Text excerpt:
## BEGIN

# Wiring multiple Atlas turnouts on one switch machine



## SoupCan113

Hey, I'm new to the whole site and forum thing, but after searching through the forums for some time, have not been able to find a thread that answers my question.

I have sections on my layout where I have laid double track. I added sets of Atlas turnouts on both so my train can interchange lines when it wants to. My question: I*s there any way I can bring one set of wire each from two turnouts and wire them into one switch machine?* That way when I throw the switch to change track, they _both_ flip without having to throw a second switch? Would it be advisable to wire it through a terminal barrier strip and join the common wires there?

The question is centered around efficiency. Hope it makes sense/

Thanks, JR


----------



## SoupCan113

I think I should restate the main question: *Is it possible to wire two or more Atlas turnouts into one switch machine?*


----------



## SoupCan113

*Wiring multiple turnouts to one switch machine*

I have sections on my layout where I have laid double track. I added sets of Atlas turnouts on both so my train can interchange lines when it wants to. My question: If I bring one set of wire each from two Atlas turnouts and wire them into one of the provided switch machines, will both work on one switch? Would it be advisable to wire it through a terminal barrier strip and join the common wires there?

The question is centered around efficiency. Hope it makes sense.

Thanks, JR


----------



## NIMT

I think what your trying to say is you have 2 turnouts connected into a crossover?
What kind of switch machines are you using? 
Standard atlas snap style, dual coil, or tortoise / slow motion machines?
I use all tortoise slow motion machines. They are allot easier to control multiple turnout points with because one machine runs cables to switch all the points at the same time. 
The same process can be done with atlas snap switch machines, it just takes multiple atlas snap switch machines linked together to achieve the same result.
Yes it is done by just connecting together the same terminals then back to control switch. Downside they will not all latch in every time. So your chances of non latching and or derailments can be greatly increased.
Sean


----------



## tankist

i think you need to restate again
switch machine or switch motor is the device physically attached to TO and physically actuating the points.

what you wanted to ask is if you can drive multiple remote TOs simultaneously. yes you can.
how/with what are you driving your turnouts now?



ADD:
merged both threads into one. discuss here


----------



## NIMT

I'm a little confused?
Do you have the switch machines already?
Or do you want to get a better match-up for your purpose?
Sorry if I'm being dense?
Sean


----------



## tkruger

Yes two of the machines can be wired to one control. I did this in my layout. Using a terminal strip is the 'best' way to do this. I did the 'hack' method and just spliced the wires. The one issue you may have is that if your power pack is not strong enough then it may not operate both of the switches at once properly. My basic Bachmann 'kit' ps was to weak. My MRC had more than enough power to work all the switches in the layout at once.


----------



## SoupCan113

Alright thanks for all the replies. I apologize for the extra posts. Wasn't sure they were working it being my first time. So it sounds like it does work but can sometimes cause problems which I expected. I don't actually have the entire thing set up, I'm still working on the track work and foam etc. Right now I have 12 turnouts on a 4X8 HO layout, one being a manual. I am in the middle of getting all the wiring ready so I know exactly what I need on my control panel. The whole layout is set up with block wiring etc. So I don't physically have the _switch control boxes_ (I believe that would be the proper name for what I was calling switch machines) set up yet. However the actual "switch machines" on the turnouts themselves are ready to be wired, some of which already are into terminals waiting to be continued on to the control panel.

## END

Exercise A: In the listing below, show each line that contains the word "glass".

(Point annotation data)

## BEGIN

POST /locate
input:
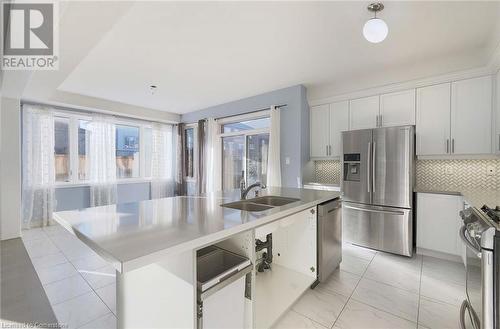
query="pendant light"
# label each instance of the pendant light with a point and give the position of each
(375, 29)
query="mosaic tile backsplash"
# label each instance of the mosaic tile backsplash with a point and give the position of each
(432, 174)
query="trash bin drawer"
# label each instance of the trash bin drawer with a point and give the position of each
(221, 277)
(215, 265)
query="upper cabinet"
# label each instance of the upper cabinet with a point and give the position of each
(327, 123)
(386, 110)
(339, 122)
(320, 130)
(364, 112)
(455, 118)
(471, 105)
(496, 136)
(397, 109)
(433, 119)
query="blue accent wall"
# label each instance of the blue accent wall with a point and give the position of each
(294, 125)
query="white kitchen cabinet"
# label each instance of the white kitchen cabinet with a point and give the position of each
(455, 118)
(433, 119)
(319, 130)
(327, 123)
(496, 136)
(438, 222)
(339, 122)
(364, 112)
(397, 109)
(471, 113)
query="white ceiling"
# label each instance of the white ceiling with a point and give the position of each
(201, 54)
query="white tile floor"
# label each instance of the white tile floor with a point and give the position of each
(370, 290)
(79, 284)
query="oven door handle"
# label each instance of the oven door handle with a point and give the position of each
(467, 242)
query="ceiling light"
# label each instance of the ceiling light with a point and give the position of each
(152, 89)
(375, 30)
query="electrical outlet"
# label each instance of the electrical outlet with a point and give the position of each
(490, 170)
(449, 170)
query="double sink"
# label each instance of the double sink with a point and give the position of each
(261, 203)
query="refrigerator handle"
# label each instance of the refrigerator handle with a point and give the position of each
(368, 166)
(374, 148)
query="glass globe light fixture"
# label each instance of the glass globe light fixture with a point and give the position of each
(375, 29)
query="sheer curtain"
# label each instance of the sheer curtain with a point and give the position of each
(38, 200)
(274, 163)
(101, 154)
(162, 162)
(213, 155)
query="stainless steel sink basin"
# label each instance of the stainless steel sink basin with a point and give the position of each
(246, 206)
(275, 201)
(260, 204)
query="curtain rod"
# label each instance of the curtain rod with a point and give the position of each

## END

Exercise B: From the turnout wiring thread above, extract the passage that starts at the words containing "What kind of" and ends with "be greatly increased.".

Worked answer A:
query="glass globe light fixture"
# label each instance of the glass globe light fixture with a point and give the position of each

Worked answer B:
What kind of switch machines are you using? 
Standard atlas snap style, dual coil, or tortoise / slow motion machines?
I use all tortoise slow motion machines. They are allot easier to control multiple turnout points with because one machine runs cables to switch all the points at the same time. 
The same process can be done with atlas snap switch machines, it just takes multiple atlas snap switch machines linked together to achieve the same result.
Yes it is done by just connecting together the same terminals then back to control switch. Downside they will not all latch in every time. So your chances of non latching and or derailments can be greatly increased.